Penopt.jl is a wrapper for the Penopt Optimizer.
It has two components:
- a thin wrapper around the complete C API
- an interface to MathOptInterface
The C API can be accessed via Penopt.penbmi
functions, where the names and
arguments are identical to the C API. See the /tests
folder for inspiration.
You can install Penopt.jl
through the
Julia package manager:
] add https://github.com/jump-dev/Penopt.jl.git
then open a terminal in the directory when Penopt is installed (find this directory by writing using Penopt; pathof(Penopt)
in a Julia session).
$ mkdir -p deps/usr/lib
$ cd deps/usr/lib
$ gcc -Wl,--no-undefined -shared -lm -lgfortran -lopenblas -llapack -o libpenbmi.so -Wl,--whole-archive /path/to/PENBMI2.1/lib/libpenbmi.a -Wl,--no-whole-archive
This will create a shared library libpenbmi.so
in the directory deps/usr/lib
.
Then create the following file deps/deps.jl
:
import Libdl
const libpenbmi = joinpath(dirname(@__FILE__), "usr/lib/libpenbmi.so")
function check_deps()
global libpenbmi
if !isfile(libpenbmi)
error("$(libpenbmi) does not exist, Please re-run Pkg.build(\"Penopt\"), and restart Julia.")
end
if Libdl.dlopen_e(libpenbmi) == C_NULL
error("$(libpenbmi) cannot be opened, Please re-run Pkg.build(\"Penopt\"), and restart Julia.")

_Input_:

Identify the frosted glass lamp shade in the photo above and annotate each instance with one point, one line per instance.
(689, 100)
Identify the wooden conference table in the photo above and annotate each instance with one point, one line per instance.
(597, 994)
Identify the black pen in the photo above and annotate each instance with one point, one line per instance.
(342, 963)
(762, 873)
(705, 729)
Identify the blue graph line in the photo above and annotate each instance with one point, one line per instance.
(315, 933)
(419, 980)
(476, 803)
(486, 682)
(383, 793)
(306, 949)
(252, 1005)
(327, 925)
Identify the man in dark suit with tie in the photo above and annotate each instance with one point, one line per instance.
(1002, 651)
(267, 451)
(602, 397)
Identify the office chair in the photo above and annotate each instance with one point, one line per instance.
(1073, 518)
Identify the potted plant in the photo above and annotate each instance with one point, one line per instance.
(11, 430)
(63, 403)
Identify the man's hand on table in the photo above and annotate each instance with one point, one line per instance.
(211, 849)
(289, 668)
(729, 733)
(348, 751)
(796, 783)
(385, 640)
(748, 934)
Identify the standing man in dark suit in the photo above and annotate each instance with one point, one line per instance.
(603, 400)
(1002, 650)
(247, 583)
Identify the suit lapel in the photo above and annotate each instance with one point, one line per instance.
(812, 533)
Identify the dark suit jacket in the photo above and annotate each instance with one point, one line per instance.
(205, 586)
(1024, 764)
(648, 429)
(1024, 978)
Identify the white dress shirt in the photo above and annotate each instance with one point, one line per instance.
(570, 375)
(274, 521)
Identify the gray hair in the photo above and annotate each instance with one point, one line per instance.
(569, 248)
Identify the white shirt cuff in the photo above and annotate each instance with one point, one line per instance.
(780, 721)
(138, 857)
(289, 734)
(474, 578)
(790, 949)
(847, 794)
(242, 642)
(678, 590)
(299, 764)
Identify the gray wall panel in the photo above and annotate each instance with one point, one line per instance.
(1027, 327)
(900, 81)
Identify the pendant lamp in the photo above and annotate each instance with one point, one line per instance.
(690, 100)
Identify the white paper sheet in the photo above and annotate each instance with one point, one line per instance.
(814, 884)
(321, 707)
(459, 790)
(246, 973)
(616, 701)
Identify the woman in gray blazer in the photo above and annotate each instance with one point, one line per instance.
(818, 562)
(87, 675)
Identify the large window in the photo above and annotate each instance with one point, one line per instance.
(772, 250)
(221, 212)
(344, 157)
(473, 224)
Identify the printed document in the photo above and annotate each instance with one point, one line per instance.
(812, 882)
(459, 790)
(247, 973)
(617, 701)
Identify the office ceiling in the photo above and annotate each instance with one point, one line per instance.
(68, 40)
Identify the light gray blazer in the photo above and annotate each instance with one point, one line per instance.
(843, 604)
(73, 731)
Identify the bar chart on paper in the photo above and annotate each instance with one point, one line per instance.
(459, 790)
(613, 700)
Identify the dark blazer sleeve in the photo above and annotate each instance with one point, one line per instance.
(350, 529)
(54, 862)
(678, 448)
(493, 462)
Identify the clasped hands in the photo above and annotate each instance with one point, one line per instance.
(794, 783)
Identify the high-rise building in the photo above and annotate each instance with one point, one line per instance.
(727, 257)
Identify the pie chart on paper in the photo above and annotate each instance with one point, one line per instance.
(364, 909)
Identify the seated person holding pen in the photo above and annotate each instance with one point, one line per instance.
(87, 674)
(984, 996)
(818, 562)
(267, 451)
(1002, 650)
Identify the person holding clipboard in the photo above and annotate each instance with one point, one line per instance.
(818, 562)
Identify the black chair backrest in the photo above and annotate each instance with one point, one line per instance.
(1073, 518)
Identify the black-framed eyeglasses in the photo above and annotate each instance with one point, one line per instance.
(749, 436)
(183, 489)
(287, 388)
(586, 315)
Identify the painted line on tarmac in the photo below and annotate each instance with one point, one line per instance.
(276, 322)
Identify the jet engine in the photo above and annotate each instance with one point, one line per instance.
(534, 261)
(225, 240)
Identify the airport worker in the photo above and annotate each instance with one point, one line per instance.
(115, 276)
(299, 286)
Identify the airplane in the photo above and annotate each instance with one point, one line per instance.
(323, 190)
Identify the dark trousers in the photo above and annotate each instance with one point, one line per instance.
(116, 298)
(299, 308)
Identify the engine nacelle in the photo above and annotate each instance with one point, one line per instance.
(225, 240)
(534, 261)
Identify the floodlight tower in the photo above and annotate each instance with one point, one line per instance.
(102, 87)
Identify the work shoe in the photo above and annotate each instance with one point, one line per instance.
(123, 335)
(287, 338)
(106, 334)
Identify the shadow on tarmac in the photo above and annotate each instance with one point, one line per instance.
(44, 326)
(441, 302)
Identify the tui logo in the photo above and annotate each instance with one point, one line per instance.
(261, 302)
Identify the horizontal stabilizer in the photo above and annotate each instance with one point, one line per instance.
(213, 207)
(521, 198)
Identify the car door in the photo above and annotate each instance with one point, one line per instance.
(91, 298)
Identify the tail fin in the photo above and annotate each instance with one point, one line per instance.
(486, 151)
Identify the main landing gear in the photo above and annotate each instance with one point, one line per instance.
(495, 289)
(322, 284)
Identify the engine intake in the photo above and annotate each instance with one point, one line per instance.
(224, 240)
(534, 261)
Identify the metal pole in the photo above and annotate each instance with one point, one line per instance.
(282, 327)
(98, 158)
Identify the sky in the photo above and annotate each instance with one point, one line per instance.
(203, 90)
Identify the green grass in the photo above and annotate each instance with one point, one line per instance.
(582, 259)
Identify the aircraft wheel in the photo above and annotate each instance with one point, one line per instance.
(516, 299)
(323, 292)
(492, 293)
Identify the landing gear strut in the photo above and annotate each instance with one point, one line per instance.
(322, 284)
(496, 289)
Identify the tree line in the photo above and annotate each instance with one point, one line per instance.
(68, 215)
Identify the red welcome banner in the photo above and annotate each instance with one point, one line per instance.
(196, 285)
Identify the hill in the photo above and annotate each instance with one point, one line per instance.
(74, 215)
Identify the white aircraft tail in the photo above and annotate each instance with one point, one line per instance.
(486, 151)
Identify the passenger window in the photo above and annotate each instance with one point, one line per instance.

_Exercise instructions_:
(1) Answer these questions using the Penopt.jl readme above.
(a) What two components make up Penopt.jl?
(b) Which folder does the readme point to for inspiration on using the C API?
(c) What shared library does the gcc command create, and in which directory?
(2) Find each line in the records that contains the word "table" and copy those lines.

_Answers per task_:
(1)
(a) A thin wrapper around the complete C API, and an interface to MathOptInterface.
(b) The /tests folder.
(c) It creates libpenbmi.so in the directory deps/usr/lib.

(2)
Identify the wooden conference table in the photo above and annotate each instance with one point, one line per instance.
Identify the man's hand on table in the photo above and annotate each instance with one point, one line per instance.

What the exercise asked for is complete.